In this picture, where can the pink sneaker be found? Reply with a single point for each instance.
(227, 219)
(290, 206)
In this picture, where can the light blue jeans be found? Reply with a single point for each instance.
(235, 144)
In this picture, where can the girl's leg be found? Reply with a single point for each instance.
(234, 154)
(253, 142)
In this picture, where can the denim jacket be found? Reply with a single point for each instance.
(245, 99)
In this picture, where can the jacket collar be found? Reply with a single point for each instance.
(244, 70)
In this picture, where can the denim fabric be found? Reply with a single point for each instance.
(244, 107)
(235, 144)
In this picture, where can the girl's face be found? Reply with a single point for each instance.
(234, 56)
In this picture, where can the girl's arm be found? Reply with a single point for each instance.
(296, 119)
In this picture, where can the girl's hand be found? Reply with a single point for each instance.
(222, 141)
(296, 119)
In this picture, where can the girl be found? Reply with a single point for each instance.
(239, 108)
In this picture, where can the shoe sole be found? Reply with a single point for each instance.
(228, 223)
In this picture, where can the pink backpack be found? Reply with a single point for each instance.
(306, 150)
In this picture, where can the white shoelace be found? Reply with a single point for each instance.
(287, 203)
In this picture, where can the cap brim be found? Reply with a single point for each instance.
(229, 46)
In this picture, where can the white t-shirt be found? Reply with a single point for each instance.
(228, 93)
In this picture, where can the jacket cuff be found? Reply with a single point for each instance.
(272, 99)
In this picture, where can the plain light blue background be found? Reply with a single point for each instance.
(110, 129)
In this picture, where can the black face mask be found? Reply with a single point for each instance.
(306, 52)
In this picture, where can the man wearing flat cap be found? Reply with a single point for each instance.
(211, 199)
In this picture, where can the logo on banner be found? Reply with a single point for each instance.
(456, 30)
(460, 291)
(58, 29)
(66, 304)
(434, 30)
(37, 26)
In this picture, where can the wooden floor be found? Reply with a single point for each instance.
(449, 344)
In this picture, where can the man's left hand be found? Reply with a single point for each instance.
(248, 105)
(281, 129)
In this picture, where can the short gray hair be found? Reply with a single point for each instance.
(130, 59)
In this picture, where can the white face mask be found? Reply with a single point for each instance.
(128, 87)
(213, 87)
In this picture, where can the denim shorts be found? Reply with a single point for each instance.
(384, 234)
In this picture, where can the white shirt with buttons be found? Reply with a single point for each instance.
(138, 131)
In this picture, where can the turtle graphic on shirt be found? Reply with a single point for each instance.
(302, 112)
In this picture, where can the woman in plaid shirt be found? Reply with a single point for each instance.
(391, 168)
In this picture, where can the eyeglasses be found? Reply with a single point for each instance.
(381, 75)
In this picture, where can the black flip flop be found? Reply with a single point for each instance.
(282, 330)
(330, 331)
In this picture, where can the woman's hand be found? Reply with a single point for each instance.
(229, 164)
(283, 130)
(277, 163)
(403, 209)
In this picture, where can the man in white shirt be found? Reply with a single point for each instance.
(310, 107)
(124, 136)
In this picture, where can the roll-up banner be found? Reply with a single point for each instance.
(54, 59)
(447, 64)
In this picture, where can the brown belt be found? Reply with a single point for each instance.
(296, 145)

Work required = Could you produce an exact copy of the whole listing?

Task output =
In this picture, where can the pink sneaker be found? Reply with a single point for each instance.
(227, 219)
(290, 206)
In this picture, where can the light blue jeans be found? Reply with a single point for each instance.
(235, 144)
In this picture, where can the girl's leg be found? Reply with a single point for each instance.
(234, 154)
(253, 142)
In this picture, where can the denim jacket be found? Reply with a single point for each instance.
(245, 99)
In this picture, where can the jacket collar be found? Reply with a single point for each instance.
(244, 70)
In this picture, where can the denim fabric be found? Reply with a single point for each instance.
(244, 107)
(235, 144)
In this picture, where can the girl's face be found? Reply with a single point for each instance.
(234, 56)
In this picture, where can the girl's arm be found? Reply with a single point for each instance.
(296, 119)
In this picture, where can the girl's hand be found? Reply with a single point for each instance.
(222, 141)
(296, 119)
In this picture, where can the girl be found? Reply with a single point for each instance.
(239, 108)
In this picture, where can the shoe sole be found? Reply with a single point for each instance.
(228, 223)
In this picture, where can the pink backpack be found? Reply with a single point for each instance.
(306, 150)
In this picture, where can the white shoelace be found? Reply with a single point for each instance.
(287, 203)
In this picture, where can the cap brim be found? Reply with a single point for each instance.
(229, 46)
In this picture, where can the white t-shirt be found? Reply with a single point for each instance.
(228, 93)
In this picture, where can the jacket cuff be found? Reply with a single point for each instance.
(272, 99)
In this picture, where can the plain light blue background be found? Reply with a single point for each instance.
(110, 129)
In this picture, where can the black face mask be found? Reply with a single point for each instance.
(306, 52)
In this picture, where can the man wearing flat cap be found? Reply with a single point for each instance.
(211, 199)
In this picture, where can the logo on banner be found? Reply with a single point for each instance.
(456, 30)
(460, 291)
(58, 29)
(66, 304)
(434, 30)
(37, 26)
In this picture, where can the wooden floor be found? Reply with a single point for each instance.
(449, 344)
In this picture, where can the man's left hand be found? Reply with a single point for each instance.
(248, 105)
(281, 129)
In this picture, where can the short gray hair be found? Reply with a single point for each instance.
(130, 59)
In this picture, where can the white face mask be found? Reply with a single point for each instance.
(128, 87)
(213, 87)
In this picture, where can the denim shorts be found? Reply with a single point for each instance.
(384, 234)
In this picture, where can the white shirt with buttons be found? Reply with a single point for each instance.
(138, 131)
In this picture, where can the turtle graphic on shirt be found? Reply with a single point for each instance.
(302, 112)
In this picture, where can the woman in plaid shirt be found? Reply with a single point for each instance.
(391, 168)
In this picture, where can the eyeglasses be found? Reply with a single point for each instance.
(381, 75)
In this picture, where can the black flip flop be found? Reply with a single point for each instance.
(282, 330)
(330, 331)
In this picture, where can the woman's hand be found? Reply with a single point for each instance.
(229, 164)
(283, 130)
(277, 163)
(403, 209)
In this picture, where can the man in white shirt be found? Reply with a single point for each instance.
(310, 107)
(124, 136)
In this picture, where can the roll-up banner be found? Reply with a single point for each instance.
(54, 59)
(447, 64)
In this picture, where can the brown belt be found? Reply with a single point for each instance.
(296, 145)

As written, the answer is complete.